### SOURCE DOCUMENT:
- Opening Delimiter -
Zamenhof believed that language barriers were a big part of the problem. He thought that if all people could speak the same language, they would communicate better. As a child, he believed that a common language would end hatred. He dreamed of an end to political and racial hatred. He dreamed of a united world.

Zamenhof began experimenting in creating an international language. In the beginning he tried to create a language with rich grammar. But this became very complex. Zamenhof learned many languages, including German, French, Latin and Greek. He decided that the international language must be as simple as possible. He worked hard for many years. He began by ‘testing’ the language.

How do you test a new language? Well, Zamenhof tried translating existing books, stories, prayers and parts of the Christian Bible. Let us hear how Esperanto sounds!
“Cio estigis per li; kaj aparte de li estigis nenio, kio estigis. En li estis la vivo, kaj la vivo estis la lumo de la homoj. Kaj la lumo brilas en la mallumo, kaj la mallumo gin ne venkis.”
In English this means, ‘And with this Word, God created all things. Nothing was made without the word. Everything that was created received its life from him. And his life gave light to everyone. The light keeps shining in the dark. And darkness has never put it out.’

After Zamenhof had tested the language he needed to publish his book. He called it, ‘Lingvo internacia. Antauparolo kaj plena lernolibro.’ This means ‘International Language. Foreword and Complete Textbook.’ Zamenhof did not put his real name on the book. Instead he used the name ‘Doktoro Esperanto.’ This means ‘Doctor Hopeful.’
So let us take a closer look at Esperanto. About 75% of the words come from Latin and Romance languages like French. About 20% come from German and English. And the rest comes from Russian, Polish and Greek. 28 letters form the Esperanto alphabet. And the language is ‘phonetic’ - you say every word exactly as it is written. There are no exceptions. Most of the grammar of Esperanto follows one of 16 basic rules.
In Esperanto all nouns end with ‘O’. For example the noun bird is ‘birdo.’ If you have more than one bird it becomes ‘birdoj’.

Here is another interesting thing. If you add ‘mal’ to the beginning of a word, it gives the word the opposite meaning. For example - alta means tall. Malalta means short. Seka means dry. Malseka is wet. Pura is clean. Can you guess what dirty is? Malpura!

No one knows exactly how many people speak Esperanto. Some people estimate around 2,000,000. This is based on information such as sales of Esperanto language books and Internet users. Esperanto is most common in Central and Eastern Europe. Speakers of Esperanto have developed some similar customs. But, many people argue that an ’international language’ should not have its own culture. They say that an international language should avoid cultural and racial divides.

Speakers of Esperanto say that the language makes communication easier when travelling. They say that Esperanto is a good second language - better than others like French, Spanish or English.

People in many places in the world use these languages - more than Esperanto! But there are also many native speakers of these languages. The idea of Esperanto is that it makes everyone equal - because it does not ‘belong’ to any particular group. It belongs to the international community! Zamenhof hoped that this would unite people - and help create a peaceful world.

Most people argue that language alone cannot create peace. People in the same country, with the same language and culture still argue and fight.

Zamenhof was an idealist. He believed that the world could change. After all, the language is called ‘Esperanto’ - ‘one who hopes.’ And a person who has hope can do more than a person without hope! Zamenhof did not see his dream in his lifetime. There is still misunderstanding between people. But Esperanto has united many people across the world. It has crossed at least some cultural and racial divides. On an international website for Esperanto speakers, one person wrote,
“Being a speaker of Esperanto means that I am part of a worldwide community. They are people who believe in equality - like me. There are sayings like ‘We are all born equals.’ Esperanto lets people express these ideas.”
- Closing Delimiter -
### DATA RECORDS:
- Opening Delimiter -
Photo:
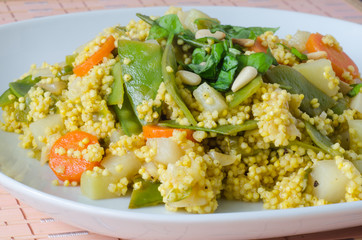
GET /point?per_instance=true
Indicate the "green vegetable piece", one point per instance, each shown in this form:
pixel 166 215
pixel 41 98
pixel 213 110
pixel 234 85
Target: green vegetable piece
pixel 4 98
pixel 146 195
pixel 305 146
pixel 245 92
pixel 163 27
pixel 221 129
pixel 144 69
pixel 116 96
pixel 261 61
pixel 21 87
pixel 95 185
pixel 211 68
pixel 296 83
pixel 127 118
pixel 169 61
pixel 227 73
pixel 241 32
pixel 22 115
pixel 340 106
pixel 320 140
pixel 355 90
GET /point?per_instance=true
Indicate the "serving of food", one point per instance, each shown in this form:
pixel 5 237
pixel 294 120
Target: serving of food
pixel 182 110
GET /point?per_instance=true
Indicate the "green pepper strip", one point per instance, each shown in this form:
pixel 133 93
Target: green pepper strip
pixel 144 69
pixel 320 140
pixel 245 92
pixel 116 96
pixel 222 129
pixel 127 118
pixel 169 60
pixel 298 84
pixel 146 195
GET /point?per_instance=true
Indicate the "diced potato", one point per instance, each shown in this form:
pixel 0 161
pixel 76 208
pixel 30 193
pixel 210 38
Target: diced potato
pixel 124 166
pixel 358 165
pixel 328 181
pixel 167 150
pixel 314 73
pixel 355 132
pixel 95 186
pixel 299 40
pixel 223 159
pixel 356 102
pixel 209 98
pixel 40 127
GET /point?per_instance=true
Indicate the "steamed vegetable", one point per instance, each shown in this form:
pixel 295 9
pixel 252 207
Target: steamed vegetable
pixel 67 167
pixel 106 49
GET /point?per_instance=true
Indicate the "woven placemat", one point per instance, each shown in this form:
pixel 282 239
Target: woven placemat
pixel 19 221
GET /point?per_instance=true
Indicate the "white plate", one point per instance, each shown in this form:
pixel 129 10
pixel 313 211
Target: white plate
pixel 50 39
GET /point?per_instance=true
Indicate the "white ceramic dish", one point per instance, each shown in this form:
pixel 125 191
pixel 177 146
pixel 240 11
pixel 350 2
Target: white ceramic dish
pixel 50 39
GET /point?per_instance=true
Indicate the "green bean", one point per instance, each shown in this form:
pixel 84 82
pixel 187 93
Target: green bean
pixel 245 92
pixel 169 60
pixel 127 118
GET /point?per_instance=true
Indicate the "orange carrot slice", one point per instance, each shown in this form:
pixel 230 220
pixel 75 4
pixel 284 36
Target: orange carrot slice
pixel 67 166
pixel 154 131
pixel 97 57
pixel 341 62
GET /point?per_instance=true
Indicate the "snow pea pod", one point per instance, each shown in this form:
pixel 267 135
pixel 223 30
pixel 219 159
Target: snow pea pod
pixel 169 61
pixel 222 129
pixel 117 94
pixel 127 118
pixel 146 195
pixel 141 70
pixel 294 82
pixel 245 92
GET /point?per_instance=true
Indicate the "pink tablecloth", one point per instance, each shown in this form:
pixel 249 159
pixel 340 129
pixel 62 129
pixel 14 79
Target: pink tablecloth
pixel 19 221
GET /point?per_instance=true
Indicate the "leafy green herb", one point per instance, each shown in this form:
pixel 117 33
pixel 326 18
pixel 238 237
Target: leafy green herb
pixel 241 32
pixel 295 52
pixel 261 61
pixel 227 73
pixel 207 65
pixel 355 90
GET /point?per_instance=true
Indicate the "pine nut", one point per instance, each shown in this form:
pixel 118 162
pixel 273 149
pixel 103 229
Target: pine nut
pixel 189 78
pixel 244 42
pixel 317 55
pixel 247 74
pixel 206 33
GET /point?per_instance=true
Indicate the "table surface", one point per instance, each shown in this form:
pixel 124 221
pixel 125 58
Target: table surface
pixel 19 221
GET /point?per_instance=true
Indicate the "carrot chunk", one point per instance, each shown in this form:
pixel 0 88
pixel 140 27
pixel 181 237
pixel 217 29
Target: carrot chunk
pixel 154 131
pixel 66 158
pixel 341 62
pixel 107 47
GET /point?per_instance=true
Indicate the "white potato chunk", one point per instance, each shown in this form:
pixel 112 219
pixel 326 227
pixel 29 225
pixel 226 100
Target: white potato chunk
pixel 167 150
pixel 356 102
pixel 223 159
pixel 124 166
pixel 210 99
pixel 314 72
pixel 328 181
pixel 355 133
pixel 299 40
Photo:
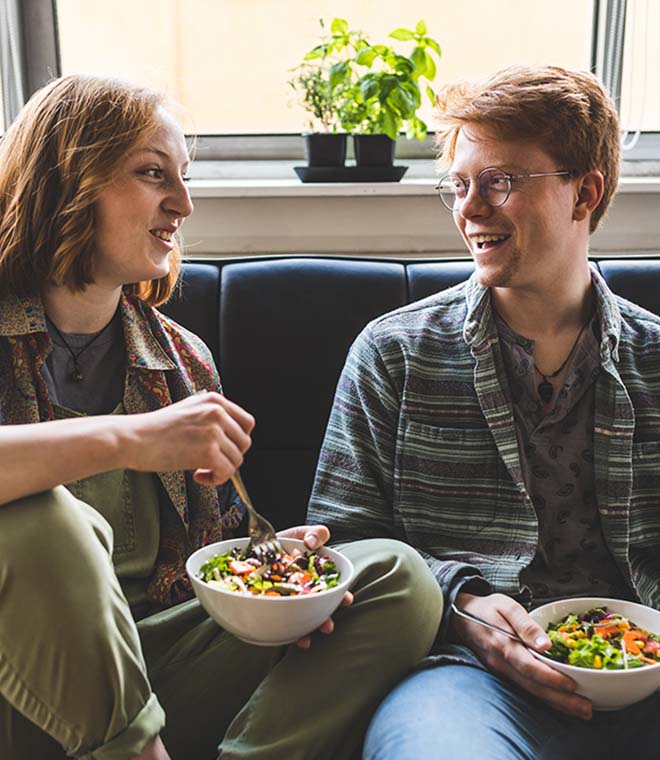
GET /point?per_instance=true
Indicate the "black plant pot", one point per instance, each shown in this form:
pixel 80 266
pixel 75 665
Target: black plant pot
pixel 325 149
pixel 374 150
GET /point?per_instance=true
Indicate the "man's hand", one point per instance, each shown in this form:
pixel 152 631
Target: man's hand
pixel 314 537
pixel 206 433
pixel 510 659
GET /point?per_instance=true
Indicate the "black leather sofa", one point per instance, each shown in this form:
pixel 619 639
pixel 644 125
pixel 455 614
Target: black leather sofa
pixel 280 328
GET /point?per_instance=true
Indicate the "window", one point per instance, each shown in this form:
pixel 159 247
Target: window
pixel 228 61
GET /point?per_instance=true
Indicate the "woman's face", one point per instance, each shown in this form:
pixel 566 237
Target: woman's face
pixel 137 215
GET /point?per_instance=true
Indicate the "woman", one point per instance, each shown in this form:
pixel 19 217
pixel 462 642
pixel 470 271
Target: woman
pixel 103 651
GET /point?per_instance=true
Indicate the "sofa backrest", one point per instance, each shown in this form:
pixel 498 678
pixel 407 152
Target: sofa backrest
pixel 280 329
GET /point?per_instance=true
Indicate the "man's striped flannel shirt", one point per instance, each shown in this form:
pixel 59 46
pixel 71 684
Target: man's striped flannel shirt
pixel 421 444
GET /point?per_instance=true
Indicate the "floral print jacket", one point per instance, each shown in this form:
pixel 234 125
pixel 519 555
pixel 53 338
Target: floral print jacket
pixel 165 363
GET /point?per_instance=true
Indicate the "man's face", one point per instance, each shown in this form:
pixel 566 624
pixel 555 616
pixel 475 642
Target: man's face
pixel 532 237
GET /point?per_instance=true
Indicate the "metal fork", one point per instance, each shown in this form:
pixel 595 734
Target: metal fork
pixel 476 619
pixel 264 540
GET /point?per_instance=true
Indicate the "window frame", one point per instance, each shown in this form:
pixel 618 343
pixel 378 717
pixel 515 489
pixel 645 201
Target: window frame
pixel 41 61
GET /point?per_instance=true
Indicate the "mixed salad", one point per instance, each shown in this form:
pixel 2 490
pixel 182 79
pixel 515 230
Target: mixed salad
pixel 278 574
pixel 602 640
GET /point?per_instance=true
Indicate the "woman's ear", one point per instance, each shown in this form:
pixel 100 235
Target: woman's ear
pixel 588 194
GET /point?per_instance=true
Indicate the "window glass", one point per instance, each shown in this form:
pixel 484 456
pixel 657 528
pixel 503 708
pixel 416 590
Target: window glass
pixel 640 94
pixel 228 61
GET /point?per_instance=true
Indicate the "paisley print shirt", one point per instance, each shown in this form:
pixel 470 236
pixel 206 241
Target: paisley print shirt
pixel 165 363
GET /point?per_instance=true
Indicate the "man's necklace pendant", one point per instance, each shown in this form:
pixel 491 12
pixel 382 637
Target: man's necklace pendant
pixel 545 390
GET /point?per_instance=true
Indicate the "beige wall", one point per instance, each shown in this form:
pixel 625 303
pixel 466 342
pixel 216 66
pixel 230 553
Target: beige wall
pixel 227 61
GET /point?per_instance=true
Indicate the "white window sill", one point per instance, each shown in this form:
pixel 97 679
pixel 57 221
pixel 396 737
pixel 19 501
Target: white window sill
pixel 261 207
pixel 271 179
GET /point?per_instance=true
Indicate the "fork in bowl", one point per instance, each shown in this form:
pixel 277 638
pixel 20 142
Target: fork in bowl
pixel 264 540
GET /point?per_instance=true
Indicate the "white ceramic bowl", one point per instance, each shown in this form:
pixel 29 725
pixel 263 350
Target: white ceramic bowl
pixel 607 689
pixel 267 620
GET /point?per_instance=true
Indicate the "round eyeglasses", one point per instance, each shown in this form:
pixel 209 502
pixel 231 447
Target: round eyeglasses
pixel 494 186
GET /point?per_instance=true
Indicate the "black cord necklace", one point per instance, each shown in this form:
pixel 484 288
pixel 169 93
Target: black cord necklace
pixel 76 374
pixel 544 388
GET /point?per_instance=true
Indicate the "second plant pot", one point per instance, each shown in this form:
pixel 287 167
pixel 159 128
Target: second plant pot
pixel 374 150
pixel 325 149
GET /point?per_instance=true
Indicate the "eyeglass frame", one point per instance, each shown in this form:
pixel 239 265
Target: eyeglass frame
pixel 507 175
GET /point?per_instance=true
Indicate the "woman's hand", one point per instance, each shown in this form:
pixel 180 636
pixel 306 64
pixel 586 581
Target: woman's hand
pixel 314 537
pixel 206 433
pixel 510 659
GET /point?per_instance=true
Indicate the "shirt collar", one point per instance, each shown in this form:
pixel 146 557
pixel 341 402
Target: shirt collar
pixel 24 315
pixel 480 326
- Closing Delimiter -
### WHAT IS NEEDED:
Please answer these from the Esperanto text above:
1. What name did Zamenhof use on his book instead of his real name?
2. What letter do all Esperanto nouns end with?
3. About how many Esperanto speakers do some people estimate there are?

### WRITTEN RESPONSE:
1. Doktoro Esperanto
2. O
3. Around 2,000,000